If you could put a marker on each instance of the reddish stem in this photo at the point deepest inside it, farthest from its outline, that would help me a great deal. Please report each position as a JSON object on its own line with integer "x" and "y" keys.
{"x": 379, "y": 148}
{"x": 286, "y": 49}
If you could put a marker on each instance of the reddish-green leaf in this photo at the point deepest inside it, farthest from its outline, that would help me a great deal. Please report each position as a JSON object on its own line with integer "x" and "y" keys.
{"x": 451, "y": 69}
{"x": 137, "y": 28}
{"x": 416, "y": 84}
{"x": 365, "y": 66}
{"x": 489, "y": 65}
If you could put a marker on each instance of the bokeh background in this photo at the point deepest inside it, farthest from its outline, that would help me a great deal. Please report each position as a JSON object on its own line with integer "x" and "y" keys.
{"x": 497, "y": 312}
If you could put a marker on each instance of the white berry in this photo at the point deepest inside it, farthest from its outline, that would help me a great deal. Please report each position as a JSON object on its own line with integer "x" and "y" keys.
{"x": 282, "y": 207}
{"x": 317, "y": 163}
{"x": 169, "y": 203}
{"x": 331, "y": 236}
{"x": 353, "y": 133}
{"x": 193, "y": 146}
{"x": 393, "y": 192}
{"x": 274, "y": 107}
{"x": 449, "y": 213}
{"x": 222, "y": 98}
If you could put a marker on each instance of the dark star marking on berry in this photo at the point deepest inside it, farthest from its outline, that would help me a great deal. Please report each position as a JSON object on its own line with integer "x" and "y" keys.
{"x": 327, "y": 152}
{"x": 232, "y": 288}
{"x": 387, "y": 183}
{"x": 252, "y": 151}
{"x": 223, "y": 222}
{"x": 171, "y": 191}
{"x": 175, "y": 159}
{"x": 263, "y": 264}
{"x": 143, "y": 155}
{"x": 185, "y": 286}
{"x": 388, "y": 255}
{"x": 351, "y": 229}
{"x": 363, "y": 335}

^^^^^^^^^^^^^^^^

Extract the data in full. Keep it word for word.

* Worked answer:
If you could put a marker on each instance of the reddish stem in this photo at the point deepest inside it, farthest from its outline, that would help me a great deal. Please report each position as a JSON object on its own line with integer "x" and "y" keys.
{"x": 379, "y": 148}
{"x": 286, "y": 49}
If you could put a marker on each instance of the reddish-green leaf in this photo at the point deepest inside it, farthest from its outline, that would help me a great deal. Please report each position as a JSON object on its own line with integer "x" and "y" keys.
{"x": 451, "y": 69}
{"x": 137, "y": 28}
{"x": 416, "y": 84}
{"x": 365, "y": 66}
{"x": 489, "y": 65}
If you could put a marker on each instance of the bokeh background in this photo at the point deepest inside it, farthest from its outline, that would help me a great deal. Please report each position as a JSON object on its own line with integer "x" and "y" keys.
{"x": 497, "y": 312}
If you could put a marker on each instance of the white berry in this photo at the point deepest inside it, farthest from its outline, that would help me a great deal. Please report each position as a JSON object on its own line with integer "x" and "y" keys.
{"x": 282, "y": 207}
{"x": 317, "y": 163}
{"x": 169, "y": 203}
{"x": 331, "y": 236}
{"x": 353, "y": 133}
{"x": 193, "y": 146}
{"x": 393, "y": 192}
{"x": 274, "y": 107}
{"x": 449, "y": 213}
{"x": 222, "y": 98}
If you could put a marker on each instance of the dark star marking on berry in this photo at the point deepest inside it, farthest from its outline, that would help me a great deal. Please report each position as a JSON object on its own line with integer "x" and "y" keys.
{"x": 327, "y": 152}
{"x": 232, "y": 288}
{"x": 387, "y": 183}
{"x": 252, "y": 151}
{"x": 223, "y": 222}
{"x": 171, "y": 191}
{"x": 175, "y": 159}
{"x": 263, "y": 264}
{"x": 143, "y": 155}
{"x": 185, "y": 286}
{"x": 388, "y": 255}
{"x": 351, "y": 229}
{"x": 363, "y": 335}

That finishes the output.